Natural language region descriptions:
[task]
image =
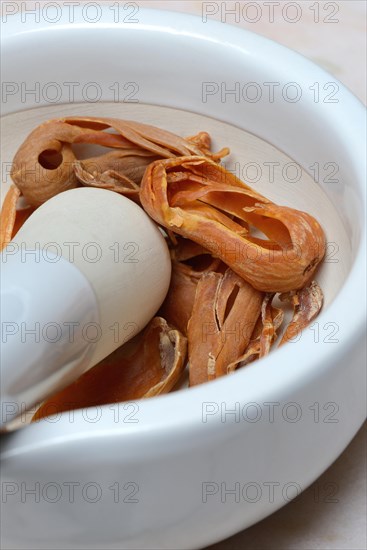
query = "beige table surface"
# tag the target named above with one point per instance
(311, 522)
(306, 524)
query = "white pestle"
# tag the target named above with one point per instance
(85, 273)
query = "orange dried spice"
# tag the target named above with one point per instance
(46, 163)
(149, 366)
(225, 312)
(200, 200)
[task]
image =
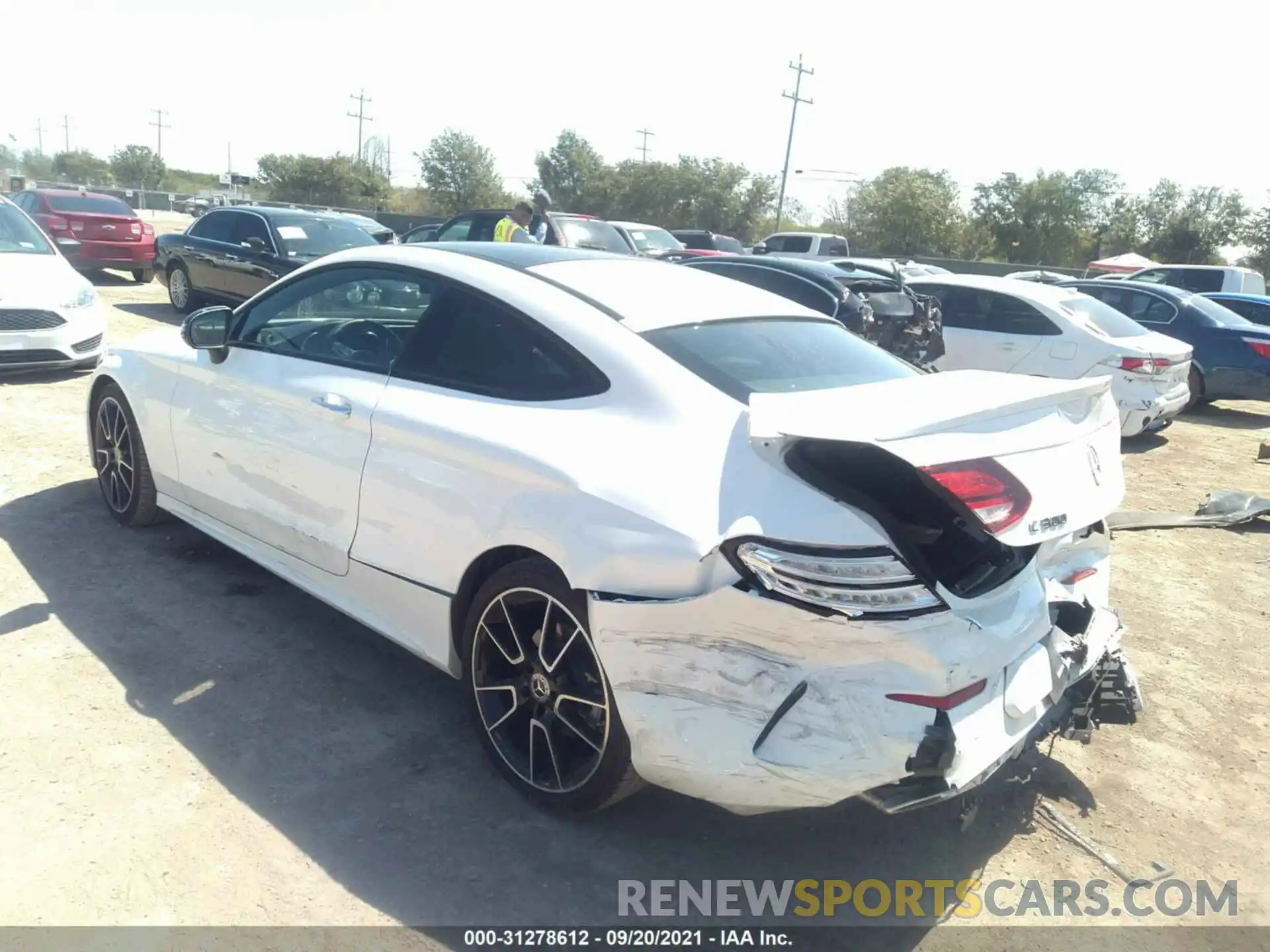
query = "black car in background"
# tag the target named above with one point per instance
(702, 240)
(566, 229)
(878, 309)
(230, 254)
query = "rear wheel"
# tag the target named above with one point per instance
(120, 459)
(542, 703)
(1195, 380)
(179, 290)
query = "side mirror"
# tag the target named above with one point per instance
(208, 329)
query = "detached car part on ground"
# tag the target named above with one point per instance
(665, 526)
(883, 311)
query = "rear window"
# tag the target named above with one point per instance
(1103, 317)
(777, 356)
(588, 233)
(1222, 315)
(91, 205)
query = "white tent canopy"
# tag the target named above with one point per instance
(1129, 262)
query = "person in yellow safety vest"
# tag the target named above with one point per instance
(513, 226)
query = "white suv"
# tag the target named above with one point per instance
(1205, 278)
(806, 244)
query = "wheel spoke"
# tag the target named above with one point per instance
(540, 728)
(572, 727)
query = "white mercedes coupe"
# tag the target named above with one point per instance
(666, 526)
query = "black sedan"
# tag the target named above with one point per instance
(865, 302)
(229, 254)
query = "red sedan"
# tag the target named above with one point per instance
(93, 230)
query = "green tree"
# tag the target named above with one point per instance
(908, 212)
(334, 180)
(1191, 227)
(1256, 235)
(460, 173)
(138, 165)
(81, 168)
(573, 173)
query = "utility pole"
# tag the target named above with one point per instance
(362, 99)
(789, 145)
(643, 149)
(159, 125)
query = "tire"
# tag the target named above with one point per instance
(585, 764)
(181, 292)
(116, 447)
(1195, 380)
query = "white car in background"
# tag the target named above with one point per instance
(663, 524)
(648, 239)
(1021, 327)
(50, 314)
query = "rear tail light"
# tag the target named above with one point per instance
(987, 489)
(1140, 365)
(943, 703)
(853, 582)
(1261, 347)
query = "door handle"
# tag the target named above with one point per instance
(334, 403)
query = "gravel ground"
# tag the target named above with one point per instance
(187, 740)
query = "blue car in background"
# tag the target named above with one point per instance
(1232, 354)
(1255, 307)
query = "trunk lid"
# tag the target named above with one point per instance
(1060, 440)
(103, 227)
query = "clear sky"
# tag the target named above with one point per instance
(1146, 89)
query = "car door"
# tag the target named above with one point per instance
(988, 331)
(271, 442)
(207, 243)
(456, 452)
(254, 263)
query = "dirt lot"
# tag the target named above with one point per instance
(187, 740)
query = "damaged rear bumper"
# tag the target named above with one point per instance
(759, 705)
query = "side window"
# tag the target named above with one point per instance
(483, 227)
(352, 317)
(473, 344)
(456, 230)
(252, 226)
(216, 226)
(1011, 315)
(1198, 280)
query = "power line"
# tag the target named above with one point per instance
(159, 125)
(643, 149)
(789, 145)
(362, 99)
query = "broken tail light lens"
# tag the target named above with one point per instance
(987, 489)
(865, 582)
(1140, 365)
(1261, 347)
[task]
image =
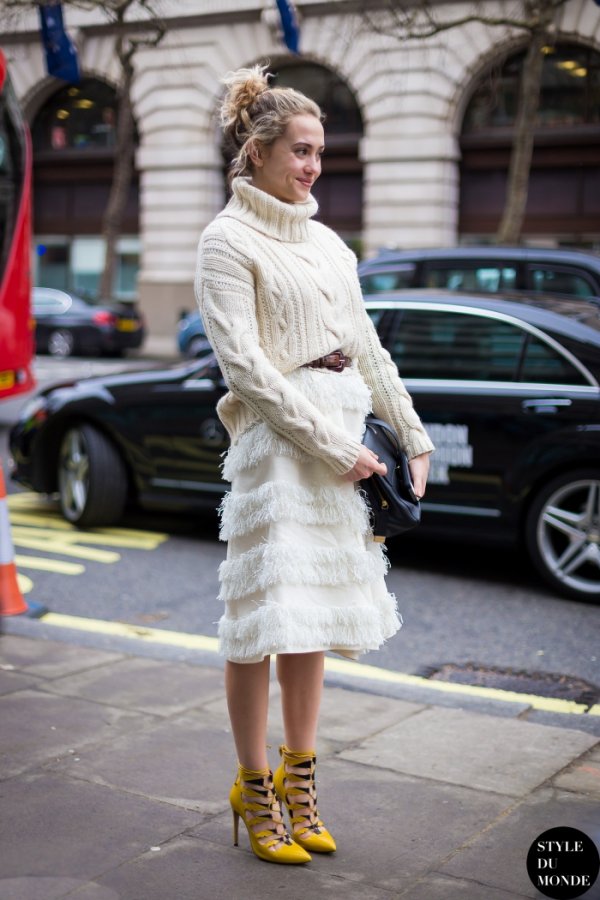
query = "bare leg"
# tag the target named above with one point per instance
(247, 687)
(301, 678)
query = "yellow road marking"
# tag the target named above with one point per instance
(123, 629)
(343, 667)
(49, 565)
(66, 549)
(85, 537)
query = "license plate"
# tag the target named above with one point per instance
(7, 380)
(127, 324)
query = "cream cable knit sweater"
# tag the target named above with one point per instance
(277, 290)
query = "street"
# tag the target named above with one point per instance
(462, 606)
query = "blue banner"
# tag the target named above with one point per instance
(289, 25)
(61, 56)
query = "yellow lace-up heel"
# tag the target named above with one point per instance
(253, 798)
(295, 785)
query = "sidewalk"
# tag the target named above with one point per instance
(116, 769)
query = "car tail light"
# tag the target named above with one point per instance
(104, 317)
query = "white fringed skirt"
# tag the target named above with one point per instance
(302, 572)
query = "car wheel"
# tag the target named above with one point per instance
(197, 347)
(563, 534)
(92, 479)
(61, 343)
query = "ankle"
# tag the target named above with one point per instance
(247, 772)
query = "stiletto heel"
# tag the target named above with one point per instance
(294, 782)
(236, 824)
(253, 798)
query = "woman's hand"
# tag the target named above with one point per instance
(419, 469)
(365, 465)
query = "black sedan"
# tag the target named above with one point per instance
(66, 325)
(509, 391)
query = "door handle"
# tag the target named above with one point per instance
(547, 406)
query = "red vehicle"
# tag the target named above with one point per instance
(16, 322)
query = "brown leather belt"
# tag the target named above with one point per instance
(336, 361)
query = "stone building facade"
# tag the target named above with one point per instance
(403, 172)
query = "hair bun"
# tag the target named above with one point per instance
(243, 88)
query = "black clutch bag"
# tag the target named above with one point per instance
(391, 497)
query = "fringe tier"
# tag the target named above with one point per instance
(302, 572)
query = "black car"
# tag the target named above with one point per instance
(484, 269)
(509, 391)
(67, 325)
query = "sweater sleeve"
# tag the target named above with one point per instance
(225, 292)
(391, 400)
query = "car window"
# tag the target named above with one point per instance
(396, 278)
(543, 364)
(483, 277)
(548, 279)
(452, 345)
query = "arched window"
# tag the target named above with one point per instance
(77, 118)
(73, 137)
(564, 187)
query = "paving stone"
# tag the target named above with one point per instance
(498, 857)
(38, 727)
(436, 887)
(389, 828)
(51, 659)
(185, 761)
(350, 716)
(484, 752)
(52, 824)
(144, 684)
(15, 681)
(193, 869)
(32, 888)
(583, 776)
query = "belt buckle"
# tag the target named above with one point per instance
(341, 361)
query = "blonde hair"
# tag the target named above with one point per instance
(254, 113)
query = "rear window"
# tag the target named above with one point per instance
(543, 364)
(449, 345)
(396, 278)
(485, 277)
(547, 279)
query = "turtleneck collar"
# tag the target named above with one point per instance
(262, 211)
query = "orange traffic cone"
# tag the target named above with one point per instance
(11, 598)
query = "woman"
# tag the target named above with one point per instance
(283, 310)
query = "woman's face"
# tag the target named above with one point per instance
(289, 167)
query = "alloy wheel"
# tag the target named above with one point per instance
(73, 474)
(568, 535)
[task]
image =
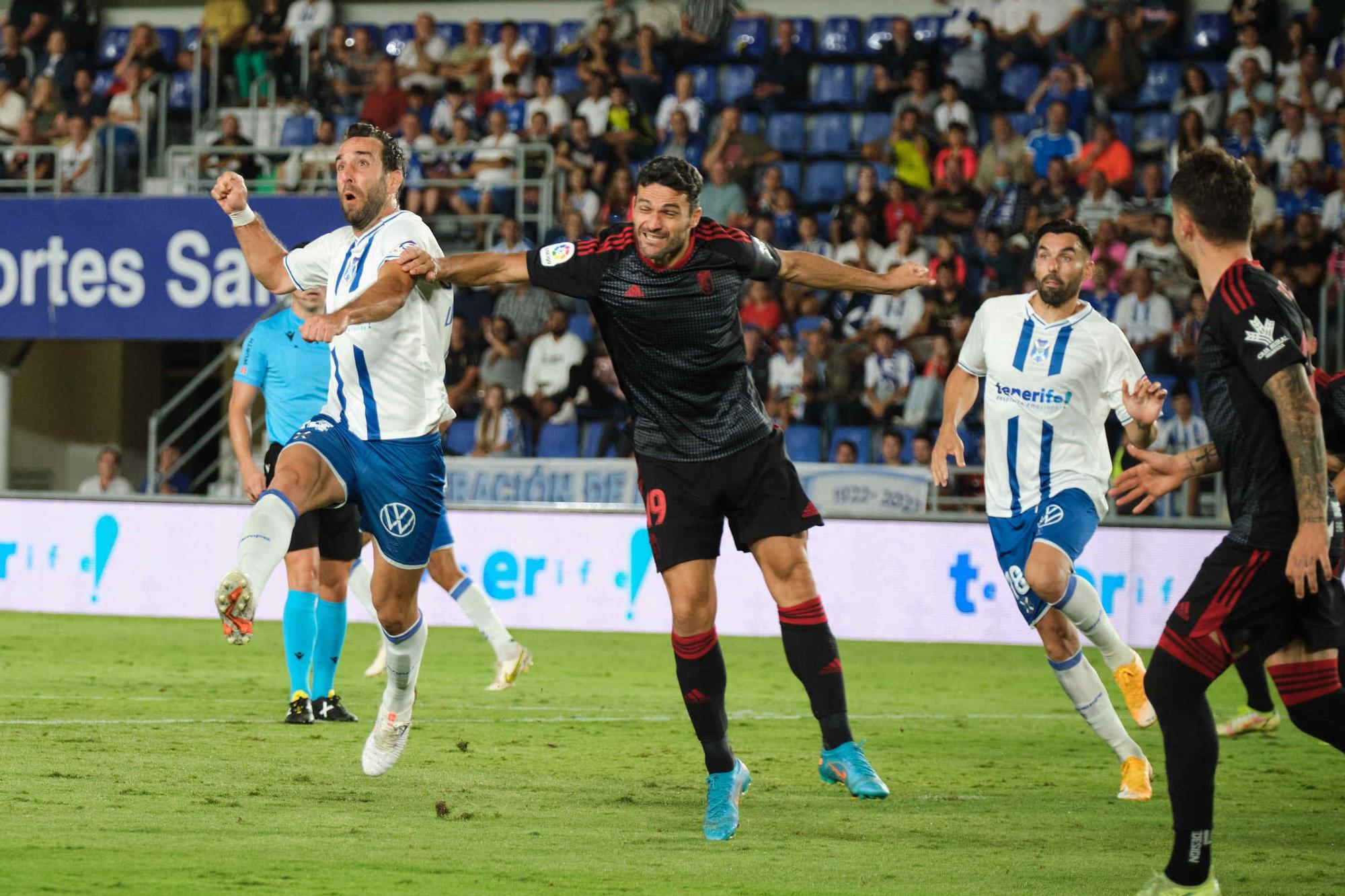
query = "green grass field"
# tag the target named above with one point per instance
(147, 756)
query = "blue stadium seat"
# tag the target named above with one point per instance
(1218, 73)
(181, 92)
(298, 131)
(878, 34)
(831, 135)
(592, 436)
(840, 37)
(169, 44)
(876, 127)
(559, 440)
(747, 37)
(805, 34)
(566, 80)
(1211, 34)
(707, 84)
(566, 34)
(863, 439)
(450, 32)
(824, 184)
(786, 132)
(736, 83)
(927, 29)
(804, 443)
(112, 48)
(1161, 84)
(397, 36)
(835, 85)
(461, 438)
(1020, 81)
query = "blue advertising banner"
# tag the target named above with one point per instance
(138, 268)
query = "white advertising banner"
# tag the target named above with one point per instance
(856, 490)
(880, 580)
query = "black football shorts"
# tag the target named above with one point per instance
(757, 489)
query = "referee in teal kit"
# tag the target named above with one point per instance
(293, 377)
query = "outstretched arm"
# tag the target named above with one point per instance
(471, 270)
(818, 272)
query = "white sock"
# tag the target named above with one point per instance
(1083, 607)
(404, 655)
(1085, 689)
(362, 587)
(266, 538)
(477, 607)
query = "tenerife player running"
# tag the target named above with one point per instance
(665, 294)
(377, 439)
(1054, 370)
(293, 378)
(1270, 587)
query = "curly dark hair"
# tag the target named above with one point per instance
(1218, 192)
(675, 174)
(395, 159)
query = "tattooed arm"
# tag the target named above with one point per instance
(1301, 425)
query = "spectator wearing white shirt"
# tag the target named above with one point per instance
(555, 108)
(419, 64)
(683, 97)
(110, 479)
(785, 374)
(1295, 142)
(512, 54)
(1147, 318)
(887, 377)
(547, 374)
(80, 159)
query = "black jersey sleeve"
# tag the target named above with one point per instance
(1260, 325)
(753, 259)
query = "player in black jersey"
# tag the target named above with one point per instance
(665, 292)
(1272, 585)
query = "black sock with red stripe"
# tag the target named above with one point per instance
(1253, 673)
(1312, 693)
(813, 655)
(700, 674)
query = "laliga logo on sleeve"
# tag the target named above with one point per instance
(399, 520)
(556, 255)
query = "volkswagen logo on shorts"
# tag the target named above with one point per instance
(399, 520)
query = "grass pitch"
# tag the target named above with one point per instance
(147, 756)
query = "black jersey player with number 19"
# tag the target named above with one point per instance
(665, 290)
(1272, 585)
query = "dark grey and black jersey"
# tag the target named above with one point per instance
(675, 333)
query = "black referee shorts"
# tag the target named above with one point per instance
(1242, 599)
(333, 530)
(755, 489)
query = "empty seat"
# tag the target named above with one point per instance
(840, 37)
(786, 132)
(835, 85)
(824, 184)
(397, 36)
(804, 443)
(298, 131)
(831, 134)
(559, 440)
(736, 83)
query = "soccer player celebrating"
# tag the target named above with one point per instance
(376, 440)
(1270, 587)
(293, 378)
(1054, 370)
(665, 292)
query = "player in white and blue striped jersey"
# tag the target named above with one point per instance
(1055, 369)
(376, 440)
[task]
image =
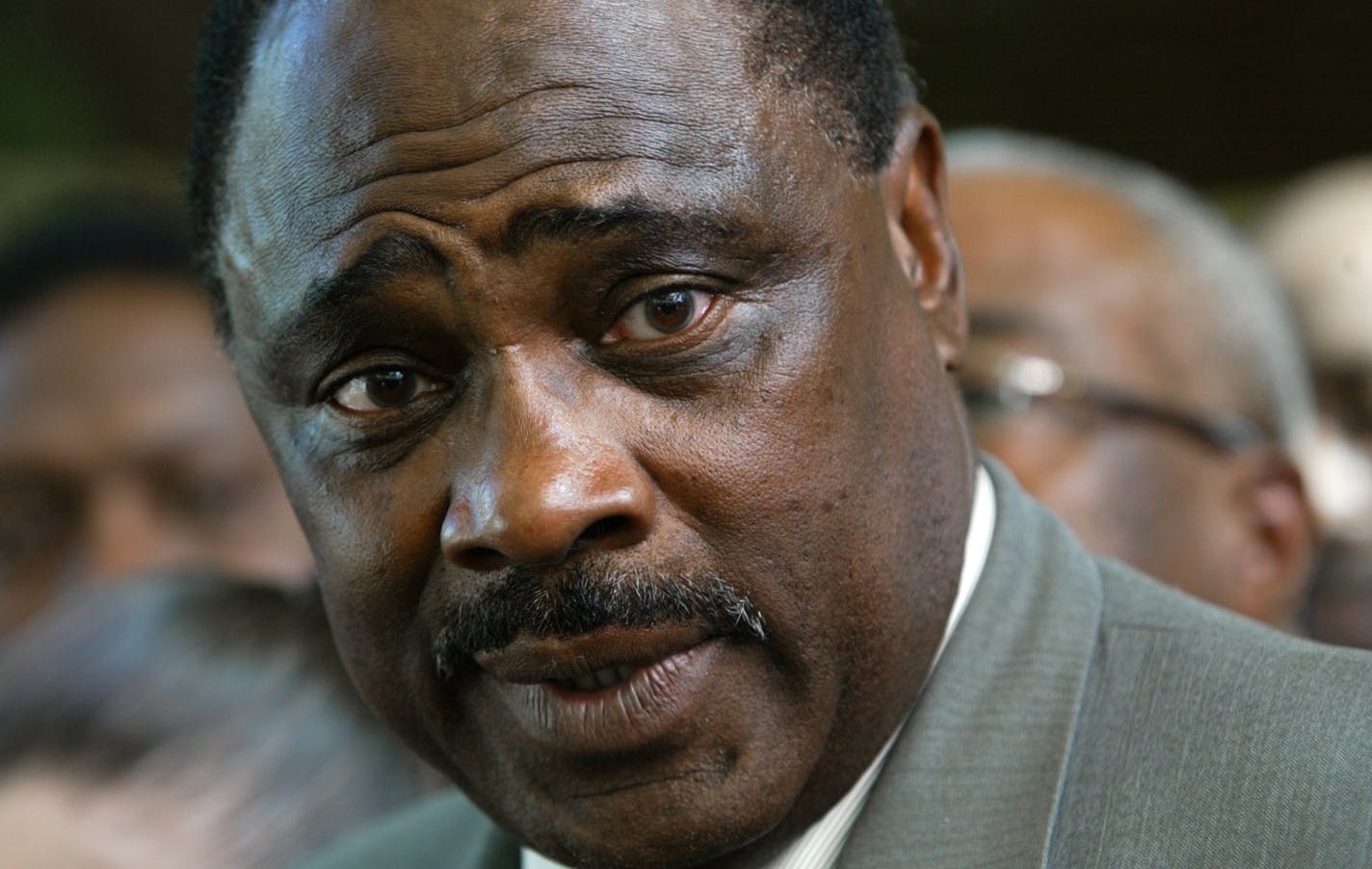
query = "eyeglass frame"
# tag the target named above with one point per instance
(1021, 380)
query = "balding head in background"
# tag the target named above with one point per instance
(1133, 365)
(1319, 236)
(125, 445)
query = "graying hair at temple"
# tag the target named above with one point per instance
(1246, 322)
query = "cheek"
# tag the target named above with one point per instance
(376, 543)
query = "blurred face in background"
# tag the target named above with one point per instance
(1132, 441)
(125, 446)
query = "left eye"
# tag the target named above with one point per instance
(382, 390)
(660, 315)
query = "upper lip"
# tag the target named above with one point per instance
(538, 659)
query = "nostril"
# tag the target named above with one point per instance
(601, 529)
(482, 558)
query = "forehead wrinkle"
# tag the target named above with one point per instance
(445, 196)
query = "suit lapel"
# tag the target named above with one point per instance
(976, 775)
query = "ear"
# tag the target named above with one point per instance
(1281, 537)
(915, 193)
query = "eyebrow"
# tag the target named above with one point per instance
(329, 306)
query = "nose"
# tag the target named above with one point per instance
(553, 482)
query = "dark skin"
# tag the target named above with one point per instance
(1069, 274)
(126, 451)
(508, 381)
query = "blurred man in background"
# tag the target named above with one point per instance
(187, 720)
(1319, 236)
(1133, 365)
(125, 445)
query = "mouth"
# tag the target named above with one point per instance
(611, 691)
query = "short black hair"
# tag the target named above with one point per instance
(90, 233)
(847, 54)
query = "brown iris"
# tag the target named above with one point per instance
(390, 388)
(670, 312)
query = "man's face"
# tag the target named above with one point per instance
(612, 407)
(1065, 274)
(126, 448)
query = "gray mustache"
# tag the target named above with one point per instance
(582, 600)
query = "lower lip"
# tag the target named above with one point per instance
(633, 714)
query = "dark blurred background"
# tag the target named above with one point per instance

## WHAT THE TASK REQUIRES:
Both end lines included, restate word for word the lines above from the line with "sock with red" to the line with "jersey player with", and nothing else.

## EXERCISE OUTPUT:
query = "black sock with red stripe"
# tag the target named above with one point per instance
(1253, 673)
(1312, 693)
(813, 655)
(700, 674)
query = "laliga logo on sleeve"
# tag the target named above with one point per instance
(399, 520)
(556, 255)
query = "volkswagen logo on shorts"
# tag the target named above with one point per instance
(399, 520)
query = "grass pitch"
# tag the target named above with one point per instance
(147, 756)
query = "black jersey player with number 19"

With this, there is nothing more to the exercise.